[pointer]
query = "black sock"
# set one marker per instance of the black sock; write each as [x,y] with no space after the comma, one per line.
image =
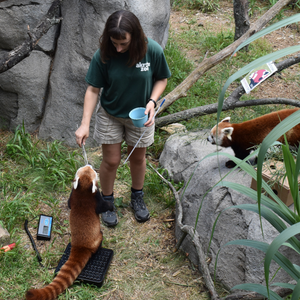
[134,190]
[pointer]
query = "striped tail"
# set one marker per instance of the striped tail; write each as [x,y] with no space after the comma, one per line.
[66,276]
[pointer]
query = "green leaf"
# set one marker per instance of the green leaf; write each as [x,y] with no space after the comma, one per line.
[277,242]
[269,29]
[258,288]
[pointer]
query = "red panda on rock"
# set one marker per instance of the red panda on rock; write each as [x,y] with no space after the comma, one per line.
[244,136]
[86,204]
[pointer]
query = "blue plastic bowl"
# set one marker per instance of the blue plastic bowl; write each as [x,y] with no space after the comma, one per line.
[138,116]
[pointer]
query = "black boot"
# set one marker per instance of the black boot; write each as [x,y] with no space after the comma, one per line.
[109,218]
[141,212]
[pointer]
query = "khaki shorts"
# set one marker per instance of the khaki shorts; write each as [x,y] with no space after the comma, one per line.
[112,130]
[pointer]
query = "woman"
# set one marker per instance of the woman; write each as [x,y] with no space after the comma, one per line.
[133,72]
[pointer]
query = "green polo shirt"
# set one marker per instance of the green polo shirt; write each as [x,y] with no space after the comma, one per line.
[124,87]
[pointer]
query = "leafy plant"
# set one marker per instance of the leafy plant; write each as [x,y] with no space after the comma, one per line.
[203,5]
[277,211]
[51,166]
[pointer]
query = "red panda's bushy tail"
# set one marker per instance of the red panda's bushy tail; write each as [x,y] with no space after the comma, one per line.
+++
## [TASK PROMPT]
Restate the data above exactly, stripping out each image.

## [THE RESPONSE]
[pointer]
query = "black sock"
# set one marker per instance of the black sock; write each as [x,y] with no space after the comma, one per line.
image =
[134,190]
[pointer]
query = "striped tail"
# set one marker per instance of the striped tail; write each as [x,y] with no space after the comma, one per line.
[66,276]
[pointer]
query = "green leaf"
# set one marker per instance of the green leaf; write each as [x,y] with no space after the comma, one per line.
[277,242]
[269,29]
[258,288]
[pointer]
query = "red panda on rock"
# set one marker per instance of the red panda on rock; write each as [x,y] with no space after the comma, one per line.
[244,136]
[86,204]
[pointer]
query = "blue plastic bowl"
# set one marker per instance of the blue plastic bowl; write each as [x,y] with no space after the comma, one per line.
[138,116]
[pointer]
query = "black boot"
# set one marker per instance of the black boot; write each as [x,y] with no space after the comma, one per line.
[109,218]
[141,212]
[pointer]
query = "khaki shorts"
# set one marker per instance of the khaki shorts; write each as [x,y] with no space after the comma, one per line.
[112,130]
[pointer]
query = "woman"
# set one marker per instance of the woman; write each as [x,y] with no space after the comma, one per line.
[133,72]
[pointer]
query = "green polo shirt"
# set one marker per instance of the green polo shirt; write each as [x,y] with no space after the comma, one per line.
[124,87]
[pointer]
query = "leafy plant"
# set one marker per instance of the leafy plant; write each as [x,y] with no space after the comma, one per line.
[203,5]
[277,211]
[51,166]
[pointer]
query = "red panda's bushy tail"
# set one marker per instance of the red panda's bushy tail; write each as [x,y] with no space after the comma, one per line.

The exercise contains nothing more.